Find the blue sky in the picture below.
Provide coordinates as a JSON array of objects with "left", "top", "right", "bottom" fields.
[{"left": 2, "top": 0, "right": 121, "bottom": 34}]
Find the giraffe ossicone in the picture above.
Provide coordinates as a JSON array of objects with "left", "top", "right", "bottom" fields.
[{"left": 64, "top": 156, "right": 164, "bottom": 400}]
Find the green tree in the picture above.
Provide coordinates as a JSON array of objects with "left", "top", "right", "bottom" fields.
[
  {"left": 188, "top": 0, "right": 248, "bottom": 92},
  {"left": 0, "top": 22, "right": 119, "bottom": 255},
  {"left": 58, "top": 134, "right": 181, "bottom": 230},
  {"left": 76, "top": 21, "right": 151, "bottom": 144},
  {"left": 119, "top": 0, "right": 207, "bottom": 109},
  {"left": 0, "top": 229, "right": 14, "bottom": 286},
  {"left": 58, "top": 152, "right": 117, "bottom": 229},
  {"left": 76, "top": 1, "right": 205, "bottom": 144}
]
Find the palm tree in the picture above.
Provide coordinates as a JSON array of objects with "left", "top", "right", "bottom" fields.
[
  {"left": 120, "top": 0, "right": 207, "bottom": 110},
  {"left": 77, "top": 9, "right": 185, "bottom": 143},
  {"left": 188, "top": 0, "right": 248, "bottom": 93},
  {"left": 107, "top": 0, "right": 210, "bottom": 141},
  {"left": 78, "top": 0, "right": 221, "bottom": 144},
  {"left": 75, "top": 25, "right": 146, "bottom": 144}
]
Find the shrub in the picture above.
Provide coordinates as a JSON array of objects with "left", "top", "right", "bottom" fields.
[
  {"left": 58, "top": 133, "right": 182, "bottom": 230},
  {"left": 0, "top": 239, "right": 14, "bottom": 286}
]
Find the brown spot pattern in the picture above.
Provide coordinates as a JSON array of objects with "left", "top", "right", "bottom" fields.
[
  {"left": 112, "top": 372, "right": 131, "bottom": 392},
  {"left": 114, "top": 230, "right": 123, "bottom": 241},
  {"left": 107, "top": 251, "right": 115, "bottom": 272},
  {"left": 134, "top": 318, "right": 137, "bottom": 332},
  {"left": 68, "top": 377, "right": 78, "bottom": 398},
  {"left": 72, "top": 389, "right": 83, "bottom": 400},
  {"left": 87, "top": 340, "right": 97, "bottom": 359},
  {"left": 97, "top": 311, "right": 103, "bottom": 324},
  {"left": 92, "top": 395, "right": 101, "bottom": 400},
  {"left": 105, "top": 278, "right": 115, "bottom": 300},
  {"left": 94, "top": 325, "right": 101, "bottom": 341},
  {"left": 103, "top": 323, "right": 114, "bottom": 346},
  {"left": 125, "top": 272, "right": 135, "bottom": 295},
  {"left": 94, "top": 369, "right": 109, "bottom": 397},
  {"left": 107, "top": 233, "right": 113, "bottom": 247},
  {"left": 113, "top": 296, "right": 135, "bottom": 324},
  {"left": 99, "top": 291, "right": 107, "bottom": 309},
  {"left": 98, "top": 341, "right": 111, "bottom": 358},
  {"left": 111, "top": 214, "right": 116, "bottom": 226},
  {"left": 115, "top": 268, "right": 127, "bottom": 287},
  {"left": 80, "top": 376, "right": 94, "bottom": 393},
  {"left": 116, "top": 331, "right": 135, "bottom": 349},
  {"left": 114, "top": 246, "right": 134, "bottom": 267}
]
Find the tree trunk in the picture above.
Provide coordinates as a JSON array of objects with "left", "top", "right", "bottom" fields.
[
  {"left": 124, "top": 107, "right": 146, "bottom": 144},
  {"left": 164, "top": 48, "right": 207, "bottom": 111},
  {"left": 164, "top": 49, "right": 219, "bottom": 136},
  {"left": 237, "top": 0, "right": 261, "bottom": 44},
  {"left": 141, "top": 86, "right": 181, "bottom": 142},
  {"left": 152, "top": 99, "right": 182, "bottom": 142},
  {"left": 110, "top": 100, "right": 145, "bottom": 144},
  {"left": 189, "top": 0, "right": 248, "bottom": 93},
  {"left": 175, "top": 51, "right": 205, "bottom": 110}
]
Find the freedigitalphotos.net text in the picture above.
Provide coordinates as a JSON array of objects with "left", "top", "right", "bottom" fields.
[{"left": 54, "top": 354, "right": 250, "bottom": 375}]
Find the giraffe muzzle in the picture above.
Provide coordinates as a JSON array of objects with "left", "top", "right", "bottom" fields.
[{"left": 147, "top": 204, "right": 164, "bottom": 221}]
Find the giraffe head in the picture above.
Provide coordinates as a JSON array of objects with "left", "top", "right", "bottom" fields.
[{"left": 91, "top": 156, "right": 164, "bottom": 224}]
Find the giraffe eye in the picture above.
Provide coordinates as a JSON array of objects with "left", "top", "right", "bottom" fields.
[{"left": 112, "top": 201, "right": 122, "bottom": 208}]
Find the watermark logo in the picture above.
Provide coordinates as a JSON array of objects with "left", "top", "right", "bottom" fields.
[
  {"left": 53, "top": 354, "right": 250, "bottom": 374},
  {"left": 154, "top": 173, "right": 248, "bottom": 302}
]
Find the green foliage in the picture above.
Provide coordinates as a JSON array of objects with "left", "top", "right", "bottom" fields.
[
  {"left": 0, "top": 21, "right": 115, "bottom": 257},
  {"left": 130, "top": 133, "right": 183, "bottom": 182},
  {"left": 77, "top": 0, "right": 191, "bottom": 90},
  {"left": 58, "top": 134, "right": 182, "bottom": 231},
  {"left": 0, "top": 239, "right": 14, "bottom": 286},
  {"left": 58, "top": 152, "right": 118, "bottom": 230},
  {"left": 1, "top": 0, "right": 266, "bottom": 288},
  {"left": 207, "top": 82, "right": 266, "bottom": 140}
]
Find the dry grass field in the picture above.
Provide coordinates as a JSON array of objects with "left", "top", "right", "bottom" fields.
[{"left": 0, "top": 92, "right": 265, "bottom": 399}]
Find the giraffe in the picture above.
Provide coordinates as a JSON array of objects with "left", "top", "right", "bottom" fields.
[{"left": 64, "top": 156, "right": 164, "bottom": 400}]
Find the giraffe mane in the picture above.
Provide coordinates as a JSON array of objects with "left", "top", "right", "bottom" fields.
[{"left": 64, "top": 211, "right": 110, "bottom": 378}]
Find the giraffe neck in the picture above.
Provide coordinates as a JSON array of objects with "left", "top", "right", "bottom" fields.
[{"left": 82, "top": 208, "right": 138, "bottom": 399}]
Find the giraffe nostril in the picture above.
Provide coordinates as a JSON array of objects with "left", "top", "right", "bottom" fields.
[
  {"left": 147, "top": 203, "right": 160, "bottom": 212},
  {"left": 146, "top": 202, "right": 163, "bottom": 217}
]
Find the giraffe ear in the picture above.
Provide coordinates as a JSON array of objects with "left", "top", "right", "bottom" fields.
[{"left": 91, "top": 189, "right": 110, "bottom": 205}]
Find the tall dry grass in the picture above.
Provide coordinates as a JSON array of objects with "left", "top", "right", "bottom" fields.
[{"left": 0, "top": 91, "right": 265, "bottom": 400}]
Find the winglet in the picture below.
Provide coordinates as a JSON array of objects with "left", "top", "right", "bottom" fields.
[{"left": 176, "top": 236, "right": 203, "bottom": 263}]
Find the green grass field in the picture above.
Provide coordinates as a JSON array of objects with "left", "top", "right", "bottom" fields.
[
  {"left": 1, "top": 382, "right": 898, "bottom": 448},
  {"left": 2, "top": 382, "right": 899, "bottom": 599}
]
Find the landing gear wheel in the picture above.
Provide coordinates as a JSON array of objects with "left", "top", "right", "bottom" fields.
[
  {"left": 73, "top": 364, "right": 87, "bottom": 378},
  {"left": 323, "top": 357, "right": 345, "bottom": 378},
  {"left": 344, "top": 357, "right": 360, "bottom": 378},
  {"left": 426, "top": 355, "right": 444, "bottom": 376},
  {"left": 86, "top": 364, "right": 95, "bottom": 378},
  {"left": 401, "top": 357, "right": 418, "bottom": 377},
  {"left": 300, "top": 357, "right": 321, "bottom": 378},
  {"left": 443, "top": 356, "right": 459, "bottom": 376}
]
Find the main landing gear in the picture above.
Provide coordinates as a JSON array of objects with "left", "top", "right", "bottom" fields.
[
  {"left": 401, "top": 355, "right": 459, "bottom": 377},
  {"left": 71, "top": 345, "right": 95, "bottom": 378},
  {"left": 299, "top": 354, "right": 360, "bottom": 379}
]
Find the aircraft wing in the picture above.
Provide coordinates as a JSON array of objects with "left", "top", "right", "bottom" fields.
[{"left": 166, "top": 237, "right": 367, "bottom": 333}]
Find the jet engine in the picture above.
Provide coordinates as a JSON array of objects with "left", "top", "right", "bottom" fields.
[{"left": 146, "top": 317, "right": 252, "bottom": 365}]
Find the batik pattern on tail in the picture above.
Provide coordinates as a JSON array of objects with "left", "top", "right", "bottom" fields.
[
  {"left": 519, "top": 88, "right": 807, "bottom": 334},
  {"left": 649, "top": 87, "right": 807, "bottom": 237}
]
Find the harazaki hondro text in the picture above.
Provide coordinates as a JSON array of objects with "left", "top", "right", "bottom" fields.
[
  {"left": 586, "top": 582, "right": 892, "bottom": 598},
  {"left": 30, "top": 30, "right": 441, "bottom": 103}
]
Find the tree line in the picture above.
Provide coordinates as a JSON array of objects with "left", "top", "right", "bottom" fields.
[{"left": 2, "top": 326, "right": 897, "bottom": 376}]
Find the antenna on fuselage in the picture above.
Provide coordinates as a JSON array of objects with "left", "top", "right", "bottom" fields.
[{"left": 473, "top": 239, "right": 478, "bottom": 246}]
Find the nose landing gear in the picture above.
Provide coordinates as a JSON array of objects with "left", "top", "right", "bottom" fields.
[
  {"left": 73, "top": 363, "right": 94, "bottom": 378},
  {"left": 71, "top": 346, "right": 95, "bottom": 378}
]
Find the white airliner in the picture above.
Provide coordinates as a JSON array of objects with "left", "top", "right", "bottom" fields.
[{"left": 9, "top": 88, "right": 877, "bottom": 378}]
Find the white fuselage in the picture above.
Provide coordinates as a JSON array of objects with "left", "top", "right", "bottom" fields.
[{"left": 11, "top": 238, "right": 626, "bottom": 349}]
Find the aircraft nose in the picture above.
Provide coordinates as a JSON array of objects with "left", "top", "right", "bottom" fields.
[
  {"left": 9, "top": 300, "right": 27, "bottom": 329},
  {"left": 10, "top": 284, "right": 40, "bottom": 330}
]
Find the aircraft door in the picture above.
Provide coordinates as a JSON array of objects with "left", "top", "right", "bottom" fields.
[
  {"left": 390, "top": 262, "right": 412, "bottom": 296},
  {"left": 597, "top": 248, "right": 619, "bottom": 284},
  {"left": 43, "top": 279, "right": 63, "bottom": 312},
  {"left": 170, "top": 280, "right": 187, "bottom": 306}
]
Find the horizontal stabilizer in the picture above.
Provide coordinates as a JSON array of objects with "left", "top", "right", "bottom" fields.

******

» Instructions to follow: Report how many lines in the listing include the word "tree". Give nothing but the count.

» Solved exercise: 4